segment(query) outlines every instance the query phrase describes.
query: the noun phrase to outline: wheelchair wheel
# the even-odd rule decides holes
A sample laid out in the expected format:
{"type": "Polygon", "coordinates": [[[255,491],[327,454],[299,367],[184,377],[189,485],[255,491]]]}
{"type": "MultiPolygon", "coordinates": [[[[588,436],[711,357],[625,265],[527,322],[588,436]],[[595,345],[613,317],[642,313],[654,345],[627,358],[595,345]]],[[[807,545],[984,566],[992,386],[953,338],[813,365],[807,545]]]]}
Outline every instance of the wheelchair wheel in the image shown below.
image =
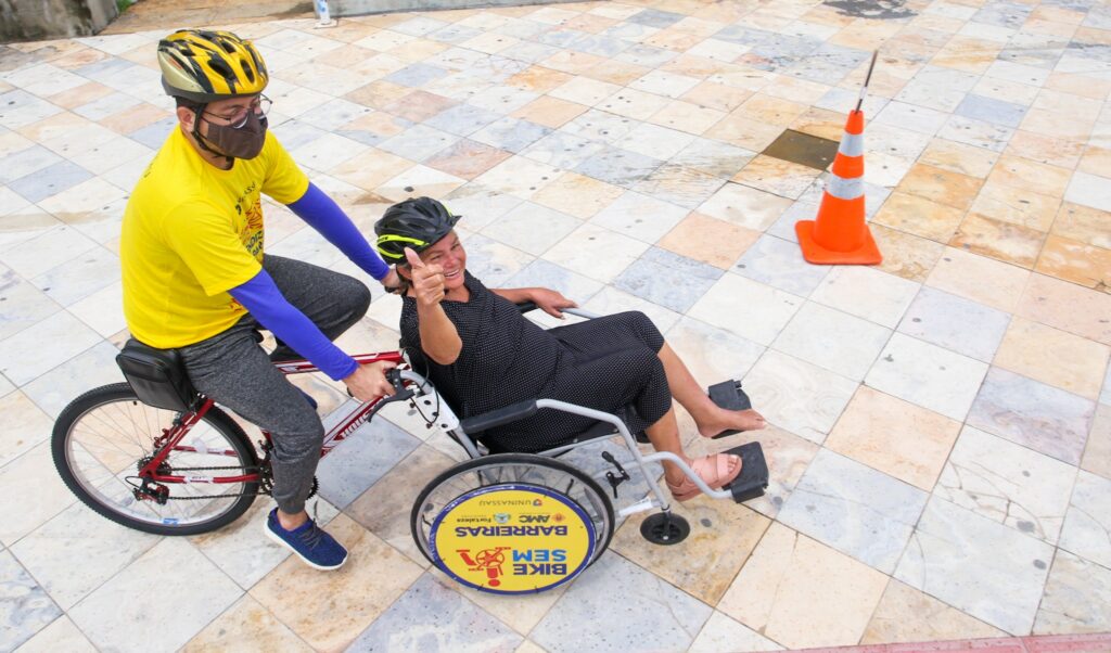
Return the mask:
{"type": "Polygon", "coordinates": [[[613,536],[613,504],[567,463],[500,453],[433,479],[413,503],[410,528],[421,553],[460,583],[534,593],[598,560],[613,536]]]}
{"type": "MultiPolygon", "coordinates": [[[[82,503],[118,524],[159,535],[219,529],[247,511],[258,483],[164,483],[148,488],[159,500],[137,496],[139,468],[178,416],[140,402],[127,383],[90,390],[54,422],[54,466],[82,503]]],[[[166,474],[234,476],[258,469],[250,440],[216,406],[190,429],[182,445],[166,459],[166,474]]]]}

Task description: Render all of the rows above as a numbered list. Skip any blank lines and leave the pictures out.

Task output:
1. segment(query) outlines every instance the query phrase describes.
2. query: the noun phrase to outline: wheelchair wheel
3. # the even-odd rule decides holes
4. A sample laid out in the expected format:
5. {"type": "Polygon", "coordinates": [[[255,491],[327,454],[299,367],[184,377],[189,485],[255,491]]]}
6. {"type": "MultiPolygon", "coordinates": [[[[588,436],[711,357],[625,265],[527,322],[588,436]],[[595,345],[613,317],[642,313],[654,345],[627,358],[595,345]]],[[[807,545],[984,566],[992,386],[953,338],[813,365],[807,545]]]]}
7. Outline every instance of the wheelchair wheel in the image shown below.
8. image =
9. Return the mask:
10. {"type": "Polygon", "coordinates": [[[613,536],[613,504],[567,463],[500,453],[433,479],[413,503],[410,528],[421,553],[460,583],[534,593],[598,560],[613,536]]]}
11. {"type": "MultiPolygon", "coordinates": [[[[82,503],[118,524],[159,535],[219,529],[247,511],[258,483],[164,483],[148,488],[159,500],[137,496],[139,468],[178,416],[140,402],[127,383],[90,390],[54,422],[54,466],[82,503]]],[[[166,474],[234,476],[258,469],[250,440],[216,406],[190,429],[182,445],[166,459],[166,474]]]]}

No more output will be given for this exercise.